• **Short exercise**
Can you transcribe every record below exactly as it appears?

(Records excerpted from a collection)

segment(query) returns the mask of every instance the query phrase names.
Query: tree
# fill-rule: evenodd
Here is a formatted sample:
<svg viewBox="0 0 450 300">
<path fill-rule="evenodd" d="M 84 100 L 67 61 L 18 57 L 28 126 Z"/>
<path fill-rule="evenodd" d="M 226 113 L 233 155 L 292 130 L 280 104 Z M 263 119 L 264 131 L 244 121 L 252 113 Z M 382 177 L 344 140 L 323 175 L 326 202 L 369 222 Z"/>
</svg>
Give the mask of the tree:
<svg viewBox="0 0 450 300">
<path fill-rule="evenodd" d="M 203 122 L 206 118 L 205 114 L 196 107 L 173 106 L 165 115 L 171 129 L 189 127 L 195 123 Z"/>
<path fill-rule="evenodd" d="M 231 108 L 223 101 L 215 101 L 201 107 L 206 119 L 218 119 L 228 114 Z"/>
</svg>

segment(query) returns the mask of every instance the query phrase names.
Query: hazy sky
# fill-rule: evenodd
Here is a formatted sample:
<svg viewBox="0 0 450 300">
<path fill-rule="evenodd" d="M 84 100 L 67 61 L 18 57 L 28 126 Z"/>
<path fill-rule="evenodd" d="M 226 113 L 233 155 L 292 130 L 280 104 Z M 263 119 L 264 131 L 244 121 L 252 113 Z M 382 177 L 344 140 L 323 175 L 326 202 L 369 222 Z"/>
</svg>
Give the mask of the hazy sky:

• **Output below**
segment(query) returns the mask of every instance the query phrase names.
Query: tree
# fill-rule: evenodd
Here is a formatted sample:
<svg viewBox="0 0 450 300">
<path fill-rule="evenodd" d="M 84 100 L 67 61 L 18 57 L 28 126 Z"/>
<path fill-rule="evenodd" d="M 226 113 L 233 155 L 292 130 L 280 104 Z M 263 119 L 264 131 L 244 121 L 252 113 Z M 382 177 L 344 140 L 323 175 L 326 202 L 369 222 Z"/>
</svg>
Give the mask of the tree:
<svg viewBox="0 0 450 300">
<path fill-rule="evenodd" d="M 203 122 L 206 118 L 205 114 L 196 107 L 173 106 L 165 115 L 171 129 L 189 127 L 195 123 Z"/>
<path fill-rule="evenodd" d="M 231 108 L 223 101 L 215 101 L 201 107 L 206 119 L 218 119 L 228 114 Z"/>
</svg>

segment(query) returns the mask of every instance the query phrase names.
Query: hazy sky
# fill-rule: evenodd
Here is a formatted sample:
<svg viewBox="0 0 450 300">
<path fill-rule="evenodd" d="M 84 100 L 67 61 L 18 57 L 28 126 Z"/>
<path fill-rule="evenodd" d="M 226 113 L 233 155 L 292 130 L 280 104 Z M 263 119 L 264 131 L 244 121 L 252 113 Z M 382 177 L 344 140 L 323 175 L 326 202 L 369 222 Z"/>
</svg>
Give the mask of the hazy sky:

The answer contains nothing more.